■ INSTRUCTION
Copy all the material below, exactly as it stands.

■ SOURCE MATERIAL
-- Start --
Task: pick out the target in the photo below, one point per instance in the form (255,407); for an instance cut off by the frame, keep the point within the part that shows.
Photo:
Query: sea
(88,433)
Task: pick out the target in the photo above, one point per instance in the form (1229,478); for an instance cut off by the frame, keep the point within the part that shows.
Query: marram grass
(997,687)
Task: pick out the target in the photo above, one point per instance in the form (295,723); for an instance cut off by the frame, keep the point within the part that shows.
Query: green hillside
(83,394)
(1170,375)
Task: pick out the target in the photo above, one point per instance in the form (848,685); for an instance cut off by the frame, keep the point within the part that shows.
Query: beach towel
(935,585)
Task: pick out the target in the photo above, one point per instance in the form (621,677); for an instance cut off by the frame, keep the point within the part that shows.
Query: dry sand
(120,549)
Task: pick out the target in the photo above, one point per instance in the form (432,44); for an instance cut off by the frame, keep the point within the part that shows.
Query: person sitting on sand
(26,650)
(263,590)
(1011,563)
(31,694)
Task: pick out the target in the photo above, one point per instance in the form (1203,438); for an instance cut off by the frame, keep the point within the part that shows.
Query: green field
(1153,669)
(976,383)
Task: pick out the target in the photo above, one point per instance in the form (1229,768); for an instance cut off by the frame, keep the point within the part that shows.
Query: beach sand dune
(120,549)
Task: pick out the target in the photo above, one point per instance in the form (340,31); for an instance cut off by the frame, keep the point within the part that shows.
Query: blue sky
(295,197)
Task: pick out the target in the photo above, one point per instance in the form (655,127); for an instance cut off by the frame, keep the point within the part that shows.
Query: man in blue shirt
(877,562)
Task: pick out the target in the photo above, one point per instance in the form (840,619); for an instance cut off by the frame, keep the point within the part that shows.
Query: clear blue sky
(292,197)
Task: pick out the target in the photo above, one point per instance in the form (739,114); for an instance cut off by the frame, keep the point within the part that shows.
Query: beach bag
-- End --
■ THE RESULT
Task: pick out the target in the photo below, one point per instance in the form (255,407); for an instance cut off by the frame, keep the point within the part that shows.
Photo:
Query: sea
(88,433)
Task: pick out the target in the photo above, one point per instance in the form (1229,478); for an instance cut off by the frame, keep the point within the part that shows.
Query: marram grass
(997,687)
Task: pick out the target in the photo above, one point per instance in the form (295,723); for an instance cut off by the frame, keep the point within the part that shows.
Query: green hillside
(83,394)
(1170,375)
Task: pick out the target in the photo above, one point per instance in the form (848,685); for an instance cut off by the frame, keep the point within the part that shows.
Query: beach towel
(935,585)
Task: pick out the target in the photo above, one point per instance in the form (621,677); for an instance cut off by the frame, keep the point within the part that shows.
Query: dry sand
(120,549)
Task: pick out the target in the photo above, one point per instance in the form (432,44); for an instance cut off by the frame, keep the point within the part that shows.
Query: person sitting on sand
(26,650)
(263,590)
(1011,563)
(31,694)
Task: pick out the target in the photo above, one point per instance in the form (1203,438); for an instance cut off by the frame, keep the point within the part that shows.
Query: green field
(1153,669)
(976,383)
Task: pick out the target in the photo above, one point per instance in the form (1229,768); for an instance cut off by the frame, keep the point within the part that shows.
Query: beach sand dune
(120,549)
Task: pick out the target in the photo above, one point per instance in the form (340,31); for an instance cut off by the frame, keep the point within the part that shows.
Query: blue sky
(295,197)
Task: pick out the target in the photo above, one point per instance in the form (655,127); for an instance cut off by the frame, keep the point within the part that shows.
Query: man in blue shirt
(877,562)
Task: pick out the target in the photo above, one point per instance in the form (840,619); for an instance cut off by the frame, keep the point within the part that shows.
Query: clear blue sky
(292,197)
Task: pick out the target in the photo above, one point per instance in the form (739,114); for an instance cut off by the frame, keep the point within the part that shows.
Query: beach bag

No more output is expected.